▸ **SUPPLIED INFORMATION**

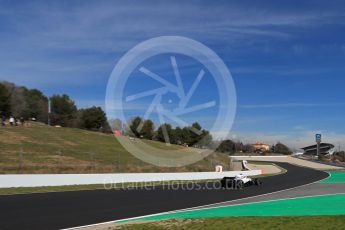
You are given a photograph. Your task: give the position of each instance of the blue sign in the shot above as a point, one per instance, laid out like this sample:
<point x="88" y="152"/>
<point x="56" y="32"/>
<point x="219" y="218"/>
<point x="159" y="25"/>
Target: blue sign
<point x="318" y="137"/>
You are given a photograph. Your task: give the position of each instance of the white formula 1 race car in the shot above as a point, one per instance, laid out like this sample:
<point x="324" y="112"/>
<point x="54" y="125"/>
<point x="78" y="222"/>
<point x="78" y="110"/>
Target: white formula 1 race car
<point x="239" y="182"/>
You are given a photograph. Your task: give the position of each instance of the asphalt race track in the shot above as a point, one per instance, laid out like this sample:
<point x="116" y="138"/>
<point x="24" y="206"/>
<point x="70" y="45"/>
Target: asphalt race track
<point x="72" y="209"/>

▸ **TASK STATEMENT**
Give back the material word for word and drop the pictures it holds.

▸ **RESULT BELOW**
You are given a photograph. Your task: give the position of each instance of the blue sign in the shot above as a point, one per instance, laid out like this sample:
<point x="88" y="152"/>
<point x="56" y="32"/>
<point x="219" y="218"/>
<point x="159" y="25"/>
Target: blue sign
<point x="318" y="137"/>
You are given a photograph. Your task: give the position of each instance of the white formula 1 race car in the shot above as a point, one per instance, laid out like this sample:
<point x="324" y="112"/>
<point x="54" y="125"/>
<point x="78" y="222"/>
<point x="78" y="110"/>
Target: white formula 1 race car
<point x="239" y="182"/>
You are given a photograph. Your task: give the position of each instance of the asphalt race track in the shot above as a point, one per instance, laid out like this sample:
<point x="116" y="138"/>
<point x="24" y="206"/>
<point x="70" y="45"/>
Target: asphalt race track
<point x="72" y="209"/>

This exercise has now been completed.